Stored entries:
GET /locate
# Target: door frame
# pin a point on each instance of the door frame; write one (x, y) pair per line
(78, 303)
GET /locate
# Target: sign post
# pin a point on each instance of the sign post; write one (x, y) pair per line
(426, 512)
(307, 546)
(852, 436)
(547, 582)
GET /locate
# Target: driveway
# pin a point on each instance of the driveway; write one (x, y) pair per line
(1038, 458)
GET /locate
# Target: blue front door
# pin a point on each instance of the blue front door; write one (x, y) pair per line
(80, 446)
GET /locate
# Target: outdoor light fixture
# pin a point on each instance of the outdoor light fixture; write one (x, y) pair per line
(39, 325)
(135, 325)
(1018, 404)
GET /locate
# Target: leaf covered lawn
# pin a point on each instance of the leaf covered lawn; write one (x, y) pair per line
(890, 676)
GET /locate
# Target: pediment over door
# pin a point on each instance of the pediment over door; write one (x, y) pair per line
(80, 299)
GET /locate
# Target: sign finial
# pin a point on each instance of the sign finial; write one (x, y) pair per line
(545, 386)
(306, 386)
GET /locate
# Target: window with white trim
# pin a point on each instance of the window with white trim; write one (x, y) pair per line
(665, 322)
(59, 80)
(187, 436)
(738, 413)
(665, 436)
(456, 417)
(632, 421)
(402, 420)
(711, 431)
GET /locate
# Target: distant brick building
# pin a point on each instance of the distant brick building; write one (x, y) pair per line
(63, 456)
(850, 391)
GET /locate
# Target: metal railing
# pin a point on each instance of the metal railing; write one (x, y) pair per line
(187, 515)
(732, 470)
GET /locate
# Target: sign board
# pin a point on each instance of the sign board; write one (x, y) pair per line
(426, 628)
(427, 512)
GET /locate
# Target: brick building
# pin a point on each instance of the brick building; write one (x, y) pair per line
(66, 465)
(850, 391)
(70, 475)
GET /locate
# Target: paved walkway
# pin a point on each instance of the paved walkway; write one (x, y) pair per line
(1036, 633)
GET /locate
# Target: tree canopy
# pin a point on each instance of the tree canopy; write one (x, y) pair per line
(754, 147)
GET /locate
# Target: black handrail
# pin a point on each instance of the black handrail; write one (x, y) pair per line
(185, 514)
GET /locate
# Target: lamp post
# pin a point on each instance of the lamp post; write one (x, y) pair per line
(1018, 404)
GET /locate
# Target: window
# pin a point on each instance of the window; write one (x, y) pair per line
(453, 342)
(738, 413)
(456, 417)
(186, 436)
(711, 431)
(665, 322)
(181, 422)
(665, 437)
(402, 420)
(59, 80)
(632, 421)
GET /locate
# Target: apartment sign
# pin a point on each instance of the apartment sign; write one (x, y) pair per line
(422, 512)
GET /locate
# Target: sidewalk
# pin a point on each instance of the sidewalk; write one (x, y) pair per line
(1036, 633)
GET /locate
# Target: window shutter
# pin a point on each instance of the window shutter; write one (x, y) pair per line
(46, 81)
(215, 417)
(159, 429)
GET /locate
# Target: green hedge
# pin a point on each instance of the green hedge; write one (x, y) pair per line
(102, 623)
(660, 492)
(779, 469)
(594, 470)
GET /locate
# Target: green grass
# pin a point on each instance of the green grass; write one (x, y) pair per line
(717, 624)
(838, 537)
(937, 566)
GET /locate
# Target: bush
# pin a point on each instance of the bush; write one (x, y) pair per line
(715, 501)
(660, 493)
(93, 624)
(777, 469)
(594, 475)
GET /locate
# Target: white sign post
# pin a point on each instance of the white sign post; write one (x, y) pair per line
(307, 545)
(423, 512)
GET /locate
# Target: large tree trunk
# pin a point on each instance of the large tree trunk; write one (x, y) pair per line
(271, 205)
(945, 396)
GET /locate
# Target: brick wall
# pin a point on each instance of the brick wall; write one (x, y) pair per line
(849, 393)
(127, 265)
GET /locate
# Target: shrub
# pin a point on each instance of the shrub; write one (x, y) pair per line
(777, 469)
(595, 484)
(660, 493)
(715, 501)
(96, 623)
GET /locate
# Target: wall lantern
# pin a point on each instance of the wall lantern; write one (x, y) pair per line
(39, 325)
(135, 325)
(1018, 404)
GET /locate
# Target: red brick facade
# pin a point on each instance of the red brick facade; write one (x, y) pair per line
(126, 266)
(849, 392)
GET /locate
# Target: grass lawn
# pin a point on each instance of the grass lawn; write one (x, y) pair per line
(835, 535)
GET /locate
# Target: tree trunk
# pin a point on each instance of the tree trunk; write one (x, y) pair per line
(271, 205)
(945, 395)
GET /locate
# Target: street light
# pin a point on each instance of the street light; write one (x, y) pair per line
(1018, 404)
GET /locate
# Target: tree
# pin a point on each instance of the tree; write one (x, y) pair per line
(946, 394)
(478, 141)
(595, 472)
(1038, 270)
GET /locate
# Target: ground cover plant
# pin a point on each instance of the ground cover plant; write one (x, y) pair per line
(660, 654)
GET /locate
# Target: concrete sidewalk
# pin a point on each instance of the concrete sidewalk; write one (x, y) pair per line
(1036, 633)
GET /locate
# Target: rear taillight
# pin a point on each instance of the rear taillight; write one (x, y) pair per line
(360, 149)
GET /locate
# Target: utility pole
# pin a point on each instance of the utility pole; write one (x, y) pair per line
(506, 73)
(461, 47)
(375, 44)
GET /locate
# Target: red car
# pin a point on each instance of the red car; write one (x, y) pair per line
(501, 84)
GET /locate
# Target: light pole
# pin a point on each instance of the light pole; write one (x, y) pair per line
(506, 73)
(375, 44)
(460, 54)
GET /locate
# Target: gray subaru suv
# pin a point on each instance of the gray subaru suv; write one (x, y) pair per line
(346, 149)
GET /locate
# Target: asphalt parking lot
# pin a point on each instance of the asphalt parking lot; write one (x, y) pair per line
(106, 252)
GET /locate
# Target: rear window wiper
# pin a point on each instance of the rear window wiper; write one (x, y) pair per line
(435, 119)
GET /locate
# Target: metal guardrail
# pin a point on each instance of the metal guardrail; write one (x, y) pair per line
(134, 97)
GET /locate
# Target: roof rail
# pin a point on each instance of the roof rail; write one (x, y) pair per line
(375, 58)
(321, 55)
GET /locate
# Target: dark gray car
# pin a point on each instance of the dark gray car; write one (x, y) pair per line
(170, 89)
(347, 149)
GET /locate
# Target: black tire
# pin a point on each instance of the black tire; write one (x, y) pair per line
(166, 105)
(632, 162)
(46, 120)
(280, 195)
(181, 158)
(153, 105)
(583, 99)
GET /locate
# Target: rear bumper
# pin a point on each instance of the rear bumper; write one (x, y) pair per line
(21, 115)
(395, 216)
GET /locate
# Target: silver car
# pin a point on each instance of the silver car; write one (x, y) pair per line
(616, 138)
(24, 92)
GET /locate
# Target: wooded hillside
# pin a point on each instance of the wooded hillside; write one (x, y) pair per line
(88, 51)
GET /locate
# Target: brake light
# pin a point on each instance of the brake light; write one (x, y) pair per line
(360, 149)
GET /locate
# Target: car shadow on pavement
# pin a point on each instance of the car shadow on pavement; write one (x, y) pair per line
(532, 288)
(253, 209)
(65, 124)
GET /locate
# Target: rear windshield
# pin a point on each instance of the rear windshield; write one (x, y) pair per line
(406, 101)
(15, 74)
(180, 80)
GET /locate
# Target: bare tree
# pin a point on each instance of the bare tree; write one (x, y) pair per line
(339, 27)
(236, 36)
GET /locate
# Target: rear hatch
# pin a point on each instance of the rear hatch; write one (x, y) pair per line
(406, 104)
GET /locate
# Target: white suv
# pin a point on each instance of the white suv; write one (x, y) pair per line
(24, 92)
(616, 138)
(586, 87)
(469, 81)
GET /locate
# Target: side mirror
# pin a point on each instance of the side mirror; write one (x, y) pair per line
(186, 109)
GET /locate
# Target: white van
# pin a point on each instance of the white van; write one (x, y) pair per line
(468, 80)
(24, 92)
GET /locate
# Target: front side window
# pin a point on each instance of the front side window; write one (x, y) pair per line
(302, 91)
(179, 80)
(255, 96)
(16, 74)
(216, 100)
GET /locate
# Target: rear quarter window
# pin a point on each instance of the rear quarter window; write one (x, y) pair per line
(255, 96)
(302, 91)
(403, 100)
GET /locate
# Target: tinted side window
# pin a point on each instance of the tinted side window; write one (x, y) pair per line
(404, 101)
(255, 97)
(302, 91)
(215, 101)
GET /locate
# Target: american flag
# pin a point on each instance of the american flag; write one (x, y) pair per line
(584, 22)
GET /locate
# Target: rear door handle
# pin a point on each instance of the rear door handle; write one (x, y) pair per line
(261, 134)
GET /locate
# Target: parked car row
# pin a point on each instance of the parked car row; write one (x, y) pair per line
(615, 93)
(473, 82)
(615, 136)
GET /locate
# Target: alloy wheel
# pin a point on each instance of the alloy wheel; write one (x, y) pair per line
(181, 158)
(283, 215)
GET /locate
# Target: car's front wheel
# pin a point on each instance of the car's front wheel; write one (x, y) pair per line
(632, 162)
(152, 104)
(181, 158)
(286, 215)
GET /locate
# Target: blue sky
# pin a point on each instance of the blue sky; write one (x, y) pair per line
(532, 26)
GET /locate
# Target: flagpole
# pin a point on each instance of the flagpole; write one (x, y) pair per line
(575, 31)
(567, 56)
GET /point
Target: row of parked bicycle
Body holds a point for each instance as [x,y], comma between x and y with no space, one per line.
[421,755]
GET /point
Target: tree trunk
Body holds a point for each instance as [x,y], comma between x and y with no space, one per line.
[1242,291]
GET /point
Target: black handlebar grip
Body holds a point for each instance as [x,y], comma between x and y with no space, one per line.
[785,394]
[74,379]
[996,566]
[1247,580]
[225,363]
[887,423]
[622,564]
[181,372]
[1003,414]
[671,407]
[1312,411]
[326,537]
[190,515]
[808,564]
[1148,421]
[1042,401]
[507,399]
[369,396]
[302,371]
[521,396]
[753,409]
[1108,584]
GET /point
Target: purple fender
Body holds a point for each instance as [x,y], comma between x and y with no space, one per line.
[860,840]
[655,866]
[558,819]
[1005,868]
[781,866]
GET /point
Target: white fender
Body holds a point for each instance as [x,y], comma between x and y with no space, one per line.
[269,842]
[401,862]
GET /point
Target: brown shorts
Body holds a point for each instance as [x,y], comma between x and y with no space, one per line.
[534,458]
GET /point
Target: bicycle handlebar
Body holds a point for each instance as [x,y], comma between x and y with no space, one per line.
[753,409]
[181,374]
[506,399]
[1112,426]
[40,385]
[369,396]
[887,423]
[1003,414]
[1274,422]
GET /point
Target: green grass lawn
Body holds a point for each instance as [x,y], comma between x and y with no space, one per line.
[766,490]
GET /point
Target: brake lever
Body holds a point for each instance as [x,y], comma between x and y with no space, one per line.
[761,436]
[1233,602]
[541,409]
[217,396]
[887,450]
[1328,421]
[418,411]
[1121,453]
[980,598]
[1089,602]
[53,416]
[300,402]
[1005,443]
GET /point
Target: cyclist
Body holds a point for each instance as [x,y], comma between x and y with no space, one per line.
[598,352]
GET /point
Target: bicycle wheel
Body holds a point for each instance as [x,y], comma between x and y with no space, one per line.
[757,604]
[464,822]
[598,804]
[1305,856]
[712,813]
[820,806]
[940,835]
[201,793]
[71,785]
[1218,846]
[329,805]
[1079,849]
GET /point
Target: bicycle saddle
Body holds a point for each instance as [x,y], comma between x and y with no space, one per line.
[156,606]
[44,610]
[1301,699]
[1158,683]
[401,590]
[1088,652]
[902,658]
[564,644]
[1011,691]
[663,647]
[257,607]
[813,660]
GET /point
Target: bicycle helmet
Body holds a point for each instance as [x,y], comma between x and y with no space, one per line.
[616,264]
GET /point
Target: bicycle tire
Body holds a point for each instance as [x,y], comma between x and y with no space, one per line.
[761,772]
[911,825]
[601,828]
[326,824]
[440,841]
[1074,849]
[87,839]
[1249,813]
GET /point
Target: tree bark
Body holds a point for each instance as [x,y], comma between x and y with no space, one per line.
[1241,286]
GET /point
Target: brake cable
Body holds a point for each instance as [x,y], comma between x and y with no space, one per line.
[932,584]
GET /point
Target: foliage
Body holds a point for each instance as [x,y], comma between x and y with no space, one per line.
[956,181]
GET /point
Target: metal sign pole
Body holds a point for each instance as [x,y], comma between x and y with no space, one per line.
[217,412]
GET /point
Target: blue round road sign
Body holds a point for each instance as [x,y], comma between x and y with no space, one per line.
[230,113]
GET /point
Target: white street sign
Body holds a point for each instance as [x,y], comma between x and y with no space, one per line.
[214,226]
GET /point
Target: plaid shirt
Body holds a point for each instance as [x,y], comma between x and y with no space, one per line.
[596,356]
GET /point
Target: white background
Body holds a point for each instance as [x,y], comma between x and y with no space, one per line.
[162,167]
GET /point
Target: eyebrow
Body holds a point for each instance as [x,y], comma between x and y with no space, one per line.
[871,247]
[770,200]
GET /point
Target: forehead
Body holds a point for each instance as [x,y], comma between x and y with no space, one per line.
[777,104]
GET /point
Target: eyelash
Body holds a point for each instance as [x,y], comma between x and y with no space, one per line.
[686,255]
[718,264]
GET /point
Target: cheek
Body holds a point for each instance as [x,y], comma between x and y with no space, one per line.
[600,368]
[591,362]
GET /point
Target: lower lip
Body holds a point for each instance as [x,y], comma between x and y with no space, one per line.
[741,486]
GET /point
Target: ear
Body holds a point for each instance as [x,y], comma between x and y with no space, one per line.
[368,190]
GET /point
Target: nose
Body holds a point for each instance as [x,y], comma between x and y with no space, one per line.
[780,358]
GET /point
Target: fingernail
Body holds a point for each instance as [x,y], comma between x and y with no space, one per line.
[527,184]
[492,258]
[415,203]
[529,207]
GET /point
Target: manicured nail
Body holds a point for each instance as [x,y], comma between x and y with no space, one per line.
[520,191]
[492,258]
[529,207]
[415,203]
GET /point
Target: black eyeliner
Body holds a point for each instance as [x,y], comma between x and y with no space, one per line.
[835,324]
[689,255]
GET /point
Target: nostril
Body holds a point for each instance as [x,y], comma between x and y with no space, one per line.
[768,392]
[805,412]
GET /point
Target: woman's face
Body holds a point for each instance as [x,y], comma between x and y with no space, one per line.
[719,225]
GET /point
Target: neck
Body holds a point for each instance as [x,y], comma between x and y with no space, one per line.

## The request
Count the lines of the records that contain the string "sidewalk", matching case exactly, and give only that number.

## Answer to this task
4